## Written tasks
1. According to the SMILES blog page, in what year was SMILES introduced?
2. Retype everything in the SMILES blog page from "Posted by Rich Apodaca Thu, 29" down to "the SMILES language.".
3. Continue the SMILES blog page from the point where it stops.

— Start of Extract to read —

How Would Your Cheminformatics Tool Do This?

Posted by Rich Apodaca Fri, 30 Nov 2007 16:24:00 GMT

Reference: Fukuzawa, Oki, Hosaka, Sugasawa, and Kikuchi, Org. Lett.

How Would Your Cheminformatics Tool Do This?

Posted by Rich Apodaca Thu, 29 Nov 2007 14:32:00 GMT

Reference: Grasa and Colacot, Org. Lett.

SMILES and Aromaticity: Broken? 13

Posted by Rich Apodaca Wed, 28 Nov 2007 14:43:00 GMT

Since its introduction in 1988, the Simplified Molecular Input Line Entry System (SMILES) has become one of the most widely-used molecular encoding systems in cheminformatics. But all technologies, no matter how widely-used, can be improved, and SMILES is no exception. This article, the first in a series, discusses a particularly thorny problem in the SMILES language.

A Little About SMILES

From the beginning, SMILES was a creative response to the complexity of the then-dominant Wiswesser Line Notation. This can be seen perhaps nowhere more clearly than in the introduction to Weininger's seminal paper on SMILES:

SMILES is a chemical notation language specifically designed for computer use by chemists. ... Among several approaches to computerized chemical notation, line notation is popular because it represents molecular structure by a linear string of symbols, similar to natural language. The Wiswesser Line Notation is the most widely used representative of this method. It meets the essential requirements for a deterministic chemical notation, but it is difficult to use because many rules must be followed to generate the correct notation of a complex structure. To overcome this and other difficulties, the SMILES system was designed to be truly computer interactive.

— End of Extract to read —
— Start of Dataset extract —

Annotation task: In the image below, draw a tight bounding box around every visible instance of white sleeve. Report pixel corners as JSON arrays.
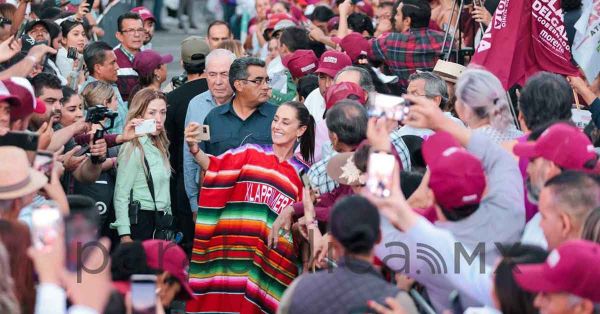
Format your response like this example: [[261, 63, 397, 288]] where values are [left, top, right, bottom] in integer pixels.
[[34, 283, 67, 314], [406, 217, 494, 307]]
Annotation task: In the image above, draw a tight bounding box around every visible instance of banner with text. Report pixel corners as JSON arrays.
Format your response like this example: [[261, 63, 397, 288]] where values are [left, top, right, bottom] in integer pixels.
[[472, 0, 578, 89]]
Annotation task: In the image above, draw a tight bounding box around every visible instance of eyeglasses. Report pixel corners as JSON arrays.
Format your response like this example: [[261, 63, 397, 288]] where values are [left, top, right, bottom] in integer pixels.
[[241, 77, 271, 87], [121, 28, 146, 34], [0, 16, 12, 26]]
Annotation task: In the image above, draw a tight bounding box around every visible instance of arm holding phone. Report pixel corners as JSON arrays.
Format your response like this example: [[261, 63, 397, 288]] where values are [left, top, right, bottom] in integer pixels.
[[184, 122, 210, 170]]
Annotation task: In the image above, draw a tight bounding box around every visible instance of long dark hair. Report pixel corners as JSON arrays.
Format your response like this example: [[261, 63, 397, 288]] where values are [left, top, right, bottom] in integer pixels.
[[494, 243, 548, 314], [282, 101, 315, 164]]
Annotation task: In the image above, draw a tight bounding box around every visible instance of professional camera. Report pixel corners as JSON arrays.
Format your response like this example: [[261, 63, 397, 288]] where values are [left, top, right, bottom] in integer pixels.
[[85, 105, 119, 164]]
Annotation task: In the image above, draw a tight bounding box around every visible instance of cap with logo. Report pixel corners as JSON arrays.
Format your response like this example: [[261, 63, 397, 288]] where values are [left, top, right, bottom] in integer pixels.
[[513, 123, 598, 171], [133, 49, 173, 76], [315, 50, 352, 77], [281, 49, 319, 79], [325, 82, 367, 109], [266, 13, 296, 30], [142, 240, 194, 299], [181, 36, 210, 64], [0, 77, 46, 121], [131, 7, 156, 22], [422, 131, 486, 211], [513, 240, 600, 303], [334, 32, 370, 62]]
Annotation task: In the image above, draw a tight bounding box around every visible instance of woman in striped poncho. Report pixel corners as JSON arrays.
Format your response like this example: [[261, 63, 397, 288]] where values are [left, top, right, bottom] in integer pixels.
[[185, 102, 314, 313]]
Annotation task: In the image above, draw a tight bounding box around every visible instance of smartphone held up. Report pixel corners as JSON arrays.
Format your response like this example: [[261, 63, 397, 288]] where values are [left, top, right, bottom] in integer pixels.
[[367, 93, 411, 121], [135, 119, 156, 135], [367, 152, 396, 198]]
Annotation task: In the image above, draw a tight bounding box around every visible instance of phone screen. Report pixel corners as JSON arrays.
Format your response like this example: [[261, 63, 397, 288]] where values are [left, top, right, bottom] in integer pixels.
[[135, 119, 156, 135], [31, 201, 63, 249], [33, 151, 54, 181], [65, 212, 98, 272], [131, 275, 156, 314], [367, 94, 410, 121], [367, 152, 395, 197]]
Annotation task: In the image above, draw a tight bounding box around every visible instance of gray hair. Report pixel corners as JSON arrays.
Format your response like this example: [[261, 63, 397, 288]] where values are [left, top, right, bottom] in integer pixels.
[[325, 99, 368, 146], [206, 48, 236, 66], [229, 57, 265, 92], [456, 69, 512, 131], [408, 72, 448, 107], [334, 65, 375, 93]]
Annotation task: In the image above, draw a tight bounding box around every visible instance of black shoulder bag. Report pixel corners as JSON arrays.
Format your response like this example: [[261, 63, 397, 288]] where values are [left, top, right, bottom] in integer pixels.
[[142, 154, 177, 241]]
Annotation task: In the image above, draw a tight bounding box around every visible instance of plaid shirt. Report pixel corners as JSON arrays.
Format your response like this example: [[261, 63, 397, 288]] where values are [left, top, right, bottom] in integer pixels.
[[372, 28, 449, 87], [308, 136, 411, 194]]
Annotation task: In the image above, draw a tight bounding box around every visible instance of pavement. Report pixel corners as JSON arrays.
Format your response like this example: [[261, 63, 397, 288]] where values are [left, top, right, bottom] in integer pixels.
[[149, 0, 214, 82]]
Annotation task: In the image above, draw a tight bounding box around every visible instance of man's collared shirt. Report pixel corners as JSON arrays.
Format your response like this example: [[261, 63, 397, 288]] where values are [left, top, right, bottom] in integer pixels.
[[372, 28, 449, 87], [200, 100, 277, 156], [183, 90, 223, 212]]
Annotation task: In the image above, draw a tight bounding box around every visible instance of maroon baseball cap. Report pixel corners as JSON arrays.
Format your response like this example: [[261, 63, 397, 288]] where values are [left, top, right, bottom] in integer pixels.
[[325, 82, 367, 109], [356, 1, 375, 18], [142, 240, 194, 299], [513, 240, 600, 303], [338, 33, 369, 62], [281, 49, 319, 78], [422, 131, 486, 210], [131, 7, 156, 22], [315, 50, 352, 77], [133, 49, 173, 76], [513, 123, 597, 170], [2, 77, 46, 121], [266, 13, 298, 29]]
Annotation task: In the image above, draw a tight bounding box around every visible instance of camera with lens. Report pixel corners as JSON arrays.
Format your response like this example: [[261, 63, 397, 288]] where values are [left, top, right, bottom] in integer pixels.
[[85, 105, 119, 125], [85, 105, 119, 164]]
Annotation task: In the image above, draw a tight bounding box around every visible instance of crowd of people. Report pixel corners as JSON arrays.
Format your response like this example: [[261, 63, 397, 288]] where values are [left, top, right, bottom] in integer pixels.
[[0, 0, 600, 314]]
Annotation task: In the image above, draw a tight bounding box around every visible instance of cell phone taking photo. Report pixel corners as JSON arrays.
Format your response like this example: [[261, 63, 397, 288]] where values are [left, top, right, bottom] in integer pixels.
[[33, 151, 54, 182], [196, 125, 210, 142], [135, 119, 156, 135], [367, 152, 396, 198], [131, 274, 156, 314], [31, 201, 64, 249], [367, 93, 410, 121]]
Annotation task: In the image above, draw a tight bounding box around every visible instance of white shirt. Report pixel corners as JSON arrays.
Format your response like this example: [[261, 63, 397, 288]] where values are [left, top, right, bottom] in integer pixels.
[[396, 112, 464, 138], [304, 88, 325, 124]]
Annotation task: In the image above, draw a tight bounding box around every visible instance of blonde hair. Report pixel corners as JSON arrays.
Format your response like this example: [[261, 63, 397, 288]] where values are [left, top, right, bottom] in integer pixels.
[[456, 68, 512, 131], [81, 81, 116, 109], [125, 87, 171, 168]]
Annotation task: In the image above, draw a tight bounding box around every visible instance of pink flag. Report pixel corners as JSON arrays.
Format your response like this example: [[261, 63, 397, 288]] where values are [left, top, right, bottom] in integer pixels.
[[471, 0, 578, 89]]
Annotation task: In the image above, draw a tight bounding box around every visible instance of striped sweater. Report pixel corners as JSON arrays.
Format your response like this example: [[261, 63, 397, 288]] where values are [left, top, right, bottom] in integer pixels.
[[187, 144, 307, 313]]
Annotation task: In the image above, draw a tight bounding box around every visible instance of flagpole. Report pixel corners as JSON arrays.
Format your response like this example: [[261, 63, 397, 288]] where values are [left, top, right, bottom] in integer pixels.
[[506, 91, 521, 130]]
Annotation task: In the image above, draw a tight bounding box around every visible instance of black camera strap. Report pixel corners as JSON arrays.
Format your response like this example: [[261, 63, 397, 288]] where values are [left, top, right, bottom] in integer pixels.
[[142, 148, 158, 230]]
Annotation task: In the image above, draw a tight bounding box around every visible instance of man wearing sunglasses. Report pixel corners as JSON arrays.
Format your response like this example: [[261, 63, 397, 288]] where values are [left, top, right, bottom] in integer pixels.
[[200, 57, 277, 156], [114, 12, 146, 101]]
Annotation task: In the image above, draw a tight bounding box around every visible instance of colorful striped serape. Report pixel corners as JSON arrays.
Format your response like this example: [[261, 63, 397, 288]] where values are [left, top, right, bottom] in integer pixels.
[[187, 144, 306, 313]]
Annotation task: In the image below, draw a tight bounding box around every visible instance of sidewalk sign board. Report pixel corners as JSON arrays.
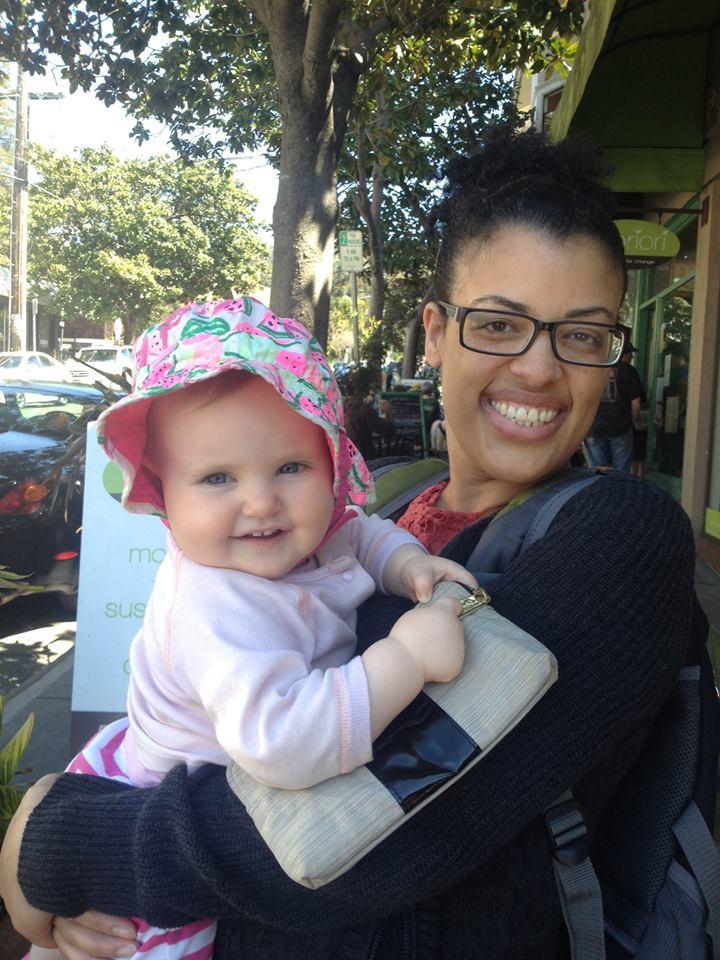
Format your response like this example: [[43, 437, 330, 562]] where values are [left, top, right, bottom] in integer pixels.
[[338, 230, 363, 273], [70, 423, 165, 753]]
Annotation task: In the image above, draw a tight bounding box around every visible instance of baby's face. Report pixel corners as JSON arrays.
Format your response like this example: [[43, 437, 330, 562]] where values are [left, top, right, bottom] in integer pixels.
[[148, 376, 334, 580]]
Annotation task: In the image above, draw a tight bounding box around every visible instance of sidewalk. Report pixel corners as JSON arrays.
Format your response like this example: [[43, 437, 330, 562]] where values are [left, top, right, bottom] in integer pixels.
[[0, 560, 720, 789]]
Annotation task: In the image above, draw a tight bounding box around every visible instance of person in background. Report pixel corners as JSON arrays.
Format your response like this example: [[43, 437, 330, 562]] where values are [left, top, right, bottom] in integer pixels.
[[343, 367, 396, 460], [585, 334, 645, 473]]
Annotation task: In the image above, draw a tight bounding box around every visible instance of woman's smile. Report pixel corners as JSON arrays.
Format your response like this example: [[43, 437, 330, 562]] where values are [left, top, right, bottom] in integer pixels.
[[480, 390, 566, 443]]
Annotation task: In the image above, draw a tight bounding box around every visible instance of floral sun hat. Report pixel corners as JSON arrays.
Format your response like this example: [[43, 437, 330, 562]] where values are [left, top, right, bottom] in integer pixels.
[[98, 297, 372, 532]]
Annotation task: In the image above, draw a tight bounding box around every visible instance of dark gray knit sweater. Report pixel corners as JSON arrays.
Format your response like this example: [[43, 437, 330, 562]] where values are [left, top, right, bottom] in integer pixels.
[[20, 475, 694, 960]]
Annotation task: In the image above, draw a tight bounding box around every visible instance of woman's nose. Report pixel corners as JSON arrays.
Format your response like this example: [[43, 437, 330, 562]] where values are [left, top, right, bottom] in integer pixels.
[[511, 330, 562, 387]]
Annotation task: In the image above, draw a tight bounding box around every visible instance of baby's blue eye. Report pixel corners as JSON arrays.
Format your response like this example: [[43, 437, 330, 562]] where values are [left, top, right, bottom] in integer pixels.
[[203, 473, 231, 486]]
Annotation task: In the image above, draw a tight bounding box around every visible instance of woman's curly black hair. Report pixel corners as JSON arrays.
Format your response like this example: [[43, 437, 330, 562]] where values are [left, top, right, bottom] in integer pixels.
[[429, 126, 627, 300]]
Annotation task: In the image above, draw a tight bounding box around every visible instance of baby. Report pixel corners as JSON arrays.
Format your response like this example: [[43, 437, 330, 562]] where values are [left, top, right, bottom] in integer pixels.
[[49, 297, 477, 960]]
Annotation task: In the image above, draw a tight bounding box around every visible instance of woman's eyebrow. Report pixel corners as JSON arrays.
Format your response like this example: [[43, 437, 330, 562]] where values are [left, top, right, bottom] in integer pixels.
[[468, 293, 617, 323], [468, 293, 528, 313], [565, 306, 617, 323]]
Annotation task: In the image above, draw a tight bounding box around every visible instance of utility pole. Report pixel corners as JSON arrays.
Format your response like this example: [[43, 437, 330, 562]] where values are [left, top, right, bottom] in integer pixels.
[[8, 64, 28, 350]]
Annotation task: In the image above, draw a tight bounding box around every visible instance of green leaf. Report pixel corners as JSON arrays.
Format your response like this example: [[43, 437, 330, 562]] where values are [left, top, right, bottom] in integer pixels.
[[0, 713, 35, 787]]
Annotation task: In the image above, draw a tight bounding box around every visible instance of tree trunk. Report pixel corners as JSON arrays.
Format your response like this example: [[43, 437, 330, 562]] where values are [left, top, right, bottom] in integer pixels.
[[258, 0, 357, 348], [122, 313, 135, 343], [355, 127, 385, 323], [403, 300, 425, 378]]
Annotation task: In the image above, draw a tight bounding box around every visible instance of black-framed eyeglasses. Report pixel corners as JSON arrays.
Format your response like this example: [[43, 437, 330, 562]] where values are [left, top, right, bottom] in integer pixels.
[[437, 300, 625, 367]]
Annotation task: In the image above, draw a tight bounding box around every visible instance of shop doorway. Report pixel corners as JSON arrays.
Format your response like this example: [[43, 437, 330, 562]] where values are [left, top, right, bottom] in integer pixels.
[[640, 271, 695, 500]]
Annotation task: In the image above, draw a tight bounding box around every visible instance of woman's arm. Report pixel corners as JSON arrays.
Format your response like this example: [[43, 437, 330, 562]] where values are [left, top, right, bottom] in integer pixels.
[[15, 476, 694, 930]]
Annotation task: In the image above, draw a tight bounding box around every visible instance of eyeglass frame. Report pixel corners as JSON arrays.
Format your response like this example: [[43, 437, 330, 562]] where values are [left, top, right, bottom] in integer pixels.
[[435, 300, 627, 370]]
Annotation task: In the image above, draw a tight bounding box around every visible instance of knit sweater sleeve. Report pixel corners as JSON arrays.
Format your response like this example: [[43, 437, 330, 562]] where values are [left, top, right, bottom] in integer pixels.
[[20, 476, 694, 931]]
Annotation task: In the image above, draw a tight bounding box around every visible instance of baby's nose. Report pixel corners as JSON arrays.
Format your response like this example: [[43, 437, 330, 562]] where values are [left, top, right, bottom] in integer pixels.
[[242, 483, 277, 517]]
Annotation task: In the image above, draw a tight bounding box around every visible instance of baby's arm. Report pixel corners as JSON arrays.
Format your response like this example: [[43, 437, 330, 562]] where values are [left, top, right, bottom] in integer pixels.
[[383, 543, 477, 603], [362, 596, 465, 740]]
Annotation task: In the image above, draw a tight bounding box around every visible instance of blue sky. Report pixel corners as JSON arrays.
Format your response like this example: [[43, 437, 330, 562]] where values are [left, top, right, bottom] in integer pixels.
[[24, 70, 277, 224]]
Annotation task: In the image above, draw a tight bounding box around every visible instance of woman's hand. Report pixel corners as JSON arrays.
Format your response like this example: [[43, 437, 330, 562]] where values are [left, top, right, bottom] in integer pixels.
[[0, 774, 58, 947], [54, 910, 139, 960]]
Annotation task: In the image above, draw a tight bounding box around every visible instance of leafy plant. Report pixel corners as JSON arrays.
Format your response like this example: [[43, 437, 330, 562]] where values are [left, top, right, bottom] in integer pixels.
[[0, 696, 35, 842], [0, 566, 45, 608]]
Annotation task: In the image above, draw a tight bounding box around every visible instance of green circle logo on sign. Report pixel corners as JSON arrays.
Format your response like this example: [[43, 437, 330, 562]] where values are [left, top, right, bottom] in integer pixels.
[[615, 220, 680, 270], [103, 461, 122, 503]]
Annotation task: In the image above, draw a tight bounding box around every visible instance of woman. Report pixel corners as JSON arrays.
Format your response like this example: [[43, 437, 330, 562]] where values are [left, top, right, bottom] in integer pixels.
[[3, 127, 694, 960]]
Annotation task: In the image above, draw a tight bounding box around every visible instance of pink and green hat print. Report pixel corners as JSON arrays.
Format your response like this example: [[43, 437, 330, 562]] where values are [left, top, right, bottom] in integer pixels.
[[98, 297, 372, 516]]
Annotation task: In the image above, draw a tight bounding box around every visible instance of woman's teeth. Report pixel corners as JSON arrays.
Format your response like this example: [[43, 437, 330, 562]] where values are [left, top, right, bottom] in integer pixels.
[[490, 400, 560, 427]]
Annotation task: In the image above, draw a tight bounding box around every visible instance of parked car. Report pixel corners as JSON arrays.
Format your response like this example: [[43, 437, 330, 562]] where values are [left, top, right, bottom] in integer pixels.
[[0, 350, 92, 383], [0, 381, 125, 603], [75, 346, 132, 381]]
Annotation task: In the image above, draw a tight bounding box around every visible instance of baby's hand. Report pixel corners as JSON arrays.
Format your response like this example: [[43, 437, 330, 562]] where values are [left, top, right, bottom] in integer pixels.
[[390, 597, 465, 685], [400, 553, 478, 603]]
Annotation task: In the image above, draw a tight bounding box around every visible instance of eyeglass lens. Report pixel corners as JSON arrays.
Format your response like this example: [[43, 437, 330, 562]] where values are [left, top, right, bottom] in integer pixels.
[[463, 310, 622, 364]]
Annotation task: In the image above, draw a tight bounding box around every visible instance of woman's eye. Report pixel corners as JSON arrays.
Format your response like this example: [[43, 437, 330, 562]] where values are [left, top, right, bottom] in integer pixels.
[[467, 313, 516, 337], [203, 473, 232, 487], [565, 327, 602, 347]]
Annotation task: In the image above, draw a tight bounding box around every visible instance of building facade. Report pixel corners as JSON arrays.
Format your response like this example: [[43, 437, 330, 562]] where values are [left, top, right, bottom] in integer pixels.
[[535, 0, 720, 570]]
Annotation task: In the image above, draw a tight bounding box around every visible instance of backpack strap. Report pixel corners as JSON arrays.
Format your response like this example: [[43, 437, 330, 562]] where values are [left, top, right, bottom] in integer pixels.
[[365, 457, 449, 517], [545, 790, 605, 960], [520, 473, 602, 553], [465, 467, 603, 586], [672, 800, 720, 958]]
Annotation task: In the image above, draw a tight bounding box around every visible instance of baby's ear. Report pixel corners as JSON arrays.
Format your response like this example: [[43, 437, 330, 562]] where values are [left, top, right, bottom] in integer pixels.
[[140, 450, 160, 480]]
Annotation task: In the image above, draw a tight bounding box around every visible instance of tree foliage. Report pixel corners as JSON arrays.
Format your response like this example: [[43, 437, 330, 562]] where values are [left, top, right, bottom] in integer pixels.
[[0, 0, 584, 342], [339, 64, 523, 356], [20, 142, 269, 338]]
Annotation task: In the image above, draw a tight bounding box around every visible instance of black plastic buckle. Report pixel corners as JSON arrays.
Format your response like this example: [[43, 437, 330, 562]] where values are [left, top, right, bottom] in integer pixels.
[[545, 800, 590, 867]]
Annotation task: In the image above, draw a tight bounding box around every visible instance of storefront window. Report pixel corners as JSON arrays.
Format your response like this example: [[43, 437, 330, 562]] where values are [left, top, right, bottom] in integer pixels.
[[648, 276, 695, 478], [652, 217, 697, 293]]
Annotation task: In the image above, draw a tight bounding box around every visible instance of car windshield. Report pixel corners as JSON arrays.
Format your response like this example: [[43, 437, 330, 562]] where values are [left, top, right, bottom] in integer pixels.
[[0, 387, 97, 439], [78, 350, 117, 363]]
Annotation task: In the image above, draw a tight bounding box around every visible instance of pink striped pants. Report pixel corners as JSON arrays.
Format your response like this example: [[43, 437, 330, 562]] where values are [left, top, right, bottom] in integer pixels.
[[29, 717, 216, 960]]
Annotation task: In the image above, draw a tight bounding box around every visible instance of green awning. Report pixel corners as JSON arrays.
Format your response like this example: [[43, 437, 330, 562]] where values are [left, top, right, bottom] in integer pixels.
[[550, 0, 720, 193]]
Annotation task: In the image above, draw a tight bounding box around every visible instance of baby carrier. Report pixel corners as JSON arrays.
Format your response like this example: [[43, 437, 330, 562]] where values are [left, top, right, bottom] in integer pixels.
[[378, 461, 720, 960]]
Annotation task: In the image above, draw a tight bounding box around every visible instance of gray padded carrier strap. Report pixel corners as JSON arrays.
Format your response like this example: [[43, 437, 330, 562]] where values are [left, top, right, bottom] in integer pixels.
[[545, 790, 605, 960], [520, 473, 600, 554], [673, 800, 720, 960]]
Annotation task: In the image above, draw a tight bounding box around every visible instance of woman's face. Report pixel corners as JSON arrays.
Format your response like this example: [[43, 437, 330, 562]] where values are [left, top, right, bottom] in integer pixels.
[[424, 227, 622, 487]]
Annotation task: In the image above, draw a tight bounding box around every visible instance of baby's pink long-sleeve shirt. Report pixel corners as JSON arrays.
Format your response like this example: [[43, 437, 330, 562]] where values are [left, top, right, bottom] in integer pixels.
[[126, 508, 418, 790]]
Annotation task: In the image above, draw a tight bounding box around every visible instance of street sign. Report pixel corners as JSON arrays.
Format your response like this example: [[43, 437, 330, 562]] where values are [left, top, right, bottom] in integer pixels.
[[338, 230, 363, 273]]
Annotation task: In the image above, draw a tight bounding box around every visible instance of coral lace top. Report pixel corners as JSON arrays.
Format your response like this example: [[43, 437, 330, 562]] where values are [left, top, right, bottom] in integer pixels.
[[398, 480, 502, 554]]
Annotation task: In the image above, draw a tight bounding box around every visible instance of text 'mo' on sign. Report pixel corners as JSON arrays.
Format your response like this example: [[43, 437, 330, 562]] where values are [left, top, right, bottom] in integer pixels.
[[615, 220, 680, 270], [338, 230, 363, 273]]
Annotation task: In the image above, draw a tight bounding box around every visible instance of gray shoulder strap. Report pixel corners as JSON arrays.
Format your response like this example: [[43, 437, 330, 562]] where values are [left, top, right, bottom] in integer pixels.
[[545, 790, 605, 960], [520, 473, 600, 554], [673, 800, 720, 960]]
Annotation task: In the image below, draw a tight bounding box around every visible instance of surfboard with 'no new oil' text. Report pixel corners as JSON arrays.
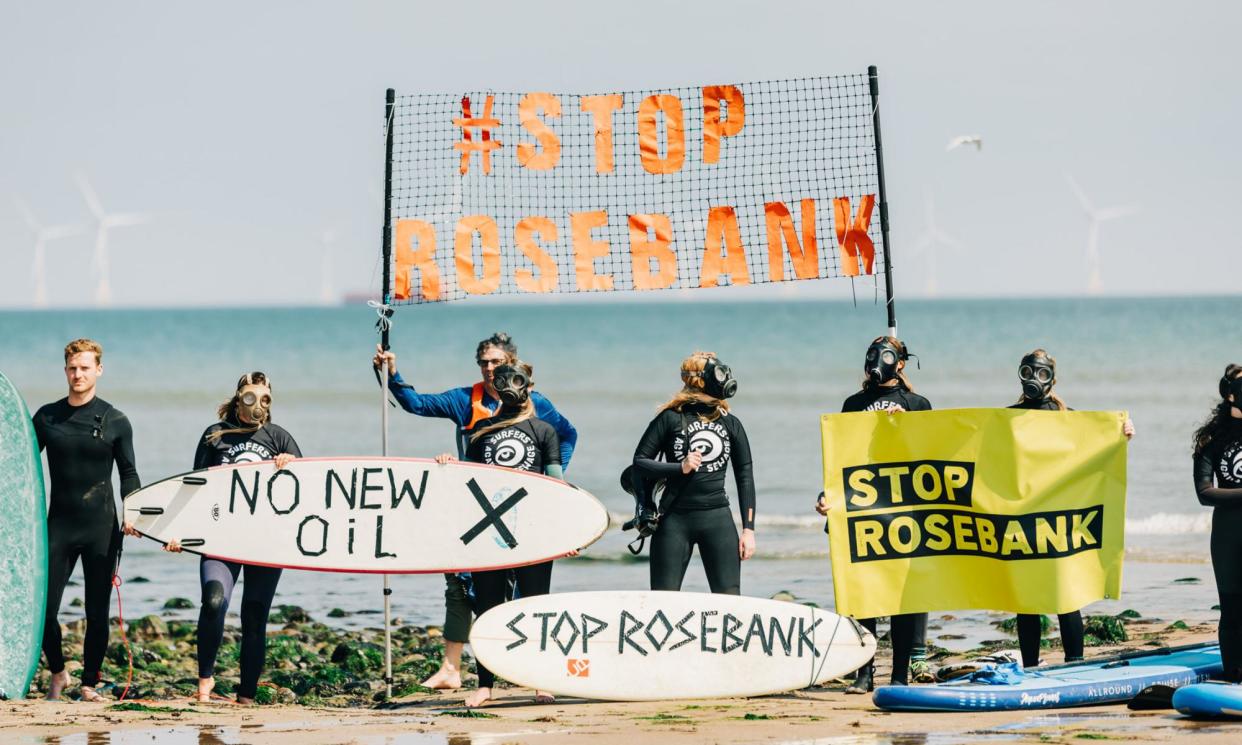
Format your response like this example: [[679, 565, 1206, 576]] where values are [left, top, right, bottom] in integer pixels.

— End of Dataset extract —

## Results for each task
1. 1988

2.
Posted by Rich Apodaca Thu, 29 Nov 2007 14:32:00 GMT

Reference: Grasa and Colacot, Org. Lett.

SMILES and Aromaticity: Broken? 13

Posted by Rich Apodaca Wed, 28 Nov 2007 14:43:00 GMT

Since its introduction in 1988, the Simplified Molecular Input Line Entry System (SMILES) has become one of the most widely-used molecular encoding systems in cheminformatics. But all technologies, no matter how widely-used, can be improved, and SMILES is no exception. This article, the first in a series, discusses a particularly thorny problem in the SMILES language.

3.
What started out as a way for humans to more easily encode molecular structures has since evolved into a way for computers to encode molecular structures. Several factors are responsible for this shift, the biggest being the emergence of the Graphical User Interface, and with it, the chemical structure editor.

Today, few chemists know how to encode SMILES nor, understandably, do they want to.

But rather than dying out, SMILES found a new niche. Computers in the late '80's were mere toys; storage space was measured in kilobytes, and bandwith was practically nonexistent. But with a few ASCII characters, the complete connection table of most organic molecules could be encoded by SMILES. Not only this, but the algorithms needed to encode and decode SMILES were easy to reduce to practice in software. Daylight's original implementation of SMILES was soon joined by many others.

A de facto standard was born.

If It Ain't Broke, Don't Fix It

For the last twenty years, SMILES has been used with great success to encode and store molecular structures. In an industry with few standards, SMILES is a rare example that shows what might be possible.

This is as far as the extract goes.